**DIRECTIONS**
Which lines in the material below contain the word "balcony"? Copy each one in full.

**SUPPLIED DATA**

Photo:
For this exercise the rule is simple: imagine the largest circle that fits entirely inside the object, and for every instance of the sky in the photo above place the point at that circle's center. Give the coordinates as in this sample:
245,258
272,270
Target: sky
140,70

...

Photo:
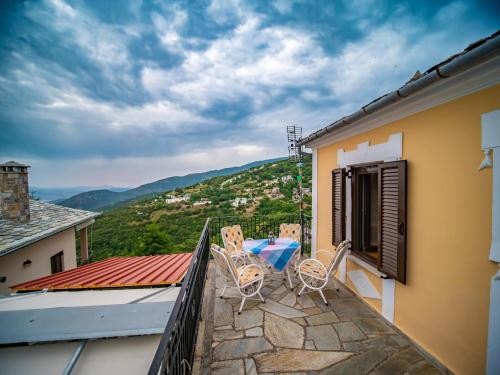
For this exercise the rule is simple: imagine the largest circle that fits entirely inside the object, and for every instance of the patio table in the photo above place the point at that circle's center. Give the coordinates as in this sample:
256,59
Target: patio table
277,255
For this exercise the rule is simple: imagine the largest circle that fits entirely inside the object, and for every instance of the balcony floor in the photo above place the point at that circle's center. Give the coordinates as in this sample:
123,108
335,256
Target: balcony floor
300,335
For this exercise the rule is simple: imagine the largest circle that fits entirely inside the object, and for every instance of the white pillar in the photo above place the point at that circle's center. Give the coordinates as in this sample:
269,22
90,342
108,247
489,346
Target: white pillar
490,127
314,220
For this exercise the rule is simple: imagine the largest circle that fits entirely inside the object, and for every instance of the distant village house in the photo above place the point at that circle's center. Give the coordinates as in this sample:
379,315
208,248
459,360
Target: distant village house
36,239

**REPLY TO THE EXERCISE**
For this exercise the rule is simple: imagine the largest circle that fits entirely inside the object, and for every instance of the balcony floor in the photo above place the point at that circle's center. Give the coordinates as in this sample:
Target: balcony floor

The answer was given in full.